TASK:
The answer must consist of the listing, reproduced exactly.

EXCERPTED DATA:
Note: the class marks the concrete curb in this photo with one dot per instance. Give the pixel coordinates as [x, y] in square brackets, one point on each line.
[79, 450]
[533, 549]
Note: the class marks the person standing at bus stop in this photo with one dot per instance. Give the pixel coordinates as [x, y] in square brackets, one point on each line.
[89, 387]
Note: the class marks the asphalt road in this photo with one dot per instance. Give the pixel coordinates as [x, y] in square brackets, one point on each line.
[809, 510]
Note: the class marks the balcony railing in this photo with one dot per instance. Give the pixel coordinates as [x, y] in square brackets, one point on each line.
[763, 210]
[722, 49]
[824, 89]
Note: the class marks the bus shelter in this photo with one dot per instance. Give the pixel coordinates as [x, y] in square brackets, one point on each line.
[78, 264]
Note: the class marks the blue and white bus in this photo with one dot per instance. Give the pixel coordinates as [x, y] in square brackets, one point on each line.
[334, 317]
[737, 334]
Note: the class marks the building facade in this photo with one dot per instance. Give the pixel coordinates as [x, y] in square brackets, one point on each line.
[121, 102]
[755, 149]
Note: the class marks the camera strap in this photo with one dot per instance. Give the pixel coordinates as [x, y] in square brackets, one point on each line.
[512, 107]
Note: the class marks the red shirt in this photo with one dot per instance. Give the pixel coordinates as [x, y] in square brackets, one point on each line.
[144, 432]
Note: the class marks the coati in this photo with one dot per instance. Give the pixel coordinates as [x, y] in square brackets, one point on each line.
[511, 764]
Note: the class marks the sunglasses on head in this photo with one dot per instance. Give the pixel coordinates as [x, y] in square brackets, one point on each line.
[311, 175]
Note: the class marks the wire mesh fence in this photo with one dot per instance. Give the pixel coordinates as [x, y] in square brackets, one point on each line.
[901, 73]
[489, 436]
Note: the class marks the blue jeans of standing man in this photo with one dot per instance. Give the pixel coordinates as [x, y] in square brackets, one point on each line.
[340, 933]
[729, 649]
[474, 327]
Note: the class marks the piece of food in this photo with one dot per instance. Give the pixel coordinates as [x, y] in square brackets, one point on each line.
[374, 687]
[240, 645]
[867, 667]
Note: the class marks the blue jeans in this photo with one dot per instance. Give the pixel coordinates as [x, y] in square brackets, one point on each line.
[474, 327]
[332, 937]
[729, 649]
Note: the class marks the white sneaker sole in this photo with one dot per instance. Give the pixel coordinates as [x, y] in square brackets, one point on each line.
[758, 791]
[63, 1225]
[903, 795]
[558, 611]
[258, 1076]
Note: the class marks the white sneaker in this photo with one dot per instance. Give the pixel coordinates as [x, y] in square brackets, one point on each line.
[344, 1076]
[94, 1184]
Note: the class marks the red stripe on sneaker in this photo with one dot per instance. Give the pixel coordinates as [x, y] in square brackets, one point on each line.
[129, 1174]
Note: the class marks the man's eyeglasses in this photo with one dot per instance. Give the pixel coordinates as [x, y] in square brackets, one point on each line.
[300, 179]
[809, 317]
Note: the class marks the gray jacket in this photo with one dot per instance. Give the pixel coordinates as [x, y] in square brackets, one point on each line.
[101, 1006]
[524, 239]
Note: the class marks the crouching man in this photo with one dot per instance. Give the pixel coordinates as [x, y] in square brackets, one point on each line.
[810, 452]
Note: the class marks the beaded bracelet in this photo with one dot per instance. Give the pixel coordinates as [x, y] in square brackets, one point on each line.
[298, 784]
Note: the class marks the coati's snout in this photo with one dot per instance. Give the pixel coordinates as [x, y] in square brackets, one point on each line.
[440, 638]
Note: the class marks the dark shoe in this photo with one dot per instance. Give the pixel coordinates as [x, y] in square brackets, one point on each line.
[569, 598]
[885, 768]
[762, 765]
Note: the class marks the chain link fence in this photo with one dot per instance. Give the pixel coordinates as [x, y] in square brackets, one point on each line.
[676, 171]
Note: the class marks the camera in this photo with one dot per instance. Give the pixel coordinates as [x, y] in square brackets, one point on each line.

EXERCISE OUTPUT:
Note: the class marks the concrete curb in this photo with one dot per instance. Give the pixel coordinates as [x, y] in square brackets, one point on each line.
[79, 450]
[533, 549]
Note: the class marks the person standing at bus stop in this photo with one dot per instance. Give the pixel coordinates as [x, y] in square brackets, one point on each line.
[89, 387]
Note: the class marks the asphalt road in this photo with one dot per instance. Give the pixel coordinates as [x, y] in square brackets, one point on each line.
[809, 510]
Note: the class marks the balcony railing in this photo with one dot per instance. Give the pixel coordinates as [x, y] in square brackets, one point on each line.
[763, 210]
[722, 49]
[824, 89]
Note: the class marks the bus shelter in this photo with one dot per instance. Give the pixel coordinates as [x, y] in square brackets, one point on each line.
[78, 264]
Note: the class marks the blue and white bus in this photo with one dot per instance. Give the pixel coordinates as [x, y] in square brackets, one point on each line.
[334, 317]
[737, 334]
Note: the class marks the building facade in this photo with one dot per instance. Give the pixel coordinates as [x, y] in square brackets, one point on each line.
[121, 102]
[755, 149]
Note: the class marks the camera strap in this photo with one dot per instance. Give the pixel coordinates as [x, y] in square brackets, one point on each line.
[512, 107]
Note: the class marks the red shirt in this photo with one dot per instance. Give the pixel coordinates as [x, y] in square brackets, one point on each line.
[144, 432]
Note: the class marks the coati in this photo with one dot per instance. Give the pixel coordinates as [x, y] in square brackets, one point on each line.
[511, 764]
Note: the class marks the sunglasses on head in this photo with one dot per instance. Give the pixel coordinates as [x, y] in square brackets, one point on each line.
[311, 175]
Note: the class marks the wire mesh fence in this photo with one dot per instance. Give the pixel coordinates as [x, y] in square brackets, one point on each line.
[901, 73]
[489, 436]
Note: the class marks the blue jeans of standing man in this photo with one dot per instance. Give the pixel coordinates as [x, y] in square brackets, one point on each line.
[340, 933]
[729, 649]
[474, 327]
Note: the class marks the piece of food in this photo with one dot per instance. Give the pixel coordinates as [x, y] in square brackets, one point on each line.
[374, 687]
[240, 645]
[867, 667]
Note: the class marks the blue jeans in this photo with one dot per instance. Give the pixel coordinates as [x, y] in square brackets, one point on each line.
[474, 327]
[332, 937]
[729, 649]
Note: the class marks the white sneaker sole in this photo with one dot per instance. Give the pixel coordinates as [x, y] in square brackets, one point on each line.
[758, 791]
[63, 1225]
[903, 795]
[558, 611]
[258, 1076]
Note: the class marks the white sneaker in this photo with one dot per instance. Give the pixel coordinates as [x, y] in square brackets, one point on each line.
[344, 1076]
[94, 1184]
Note: the class marks the red stripe on sneaker in this photo with one dot per instance. Give the pixel coordinates as [x, y] in square brackets, one point on each line.
[129, 1174]
Note: the class marks the man's eyeglasses in this photo with one dot per instance. Give the pixel coordinates as [x, y] in square brackets, one point on each line.
[300, 179]
[809, 317]
Note: the class marks the gray jacket in this photo with one dot per instance. Give the pixel coordinates as [x, y] in square brackets, one point on each line.
[101, 1006]
[524, 239]
Note: the class marks the crouching man in this photo with one dot per instance. Give the pixel coordinates as [x, y] in square brackets, one point on each line.
[810, 452]
Note: the class marks the beaded bracelet in this photo with one dot per instance. Give the pixel coordinates as [x, y] in square brackets, one point on each line.
[298, 784]
Note: the class marks the coati's snout in this photo with one dot per instance. Give the pixel coordinates as [x, y] in square brackets, one point on each line.
[440, 638]
Note: the class marks the dark shoe in this photo with one dot per instance. Give the pixel coordinates as [x, y] in square brackets, one point on each line.
[569, 598]
[885, 768]
[762, 765]
Note: the class marks the chain link fence in this photo with one dot per instance. Give the pixel coordinates as [x, y] in square brackets, one point on each line.
[676, 171]
Note: the class marks the camera in this photo with one dot per instance. Give the pixel coordinates as [x, y] in square brackets, one point on each line.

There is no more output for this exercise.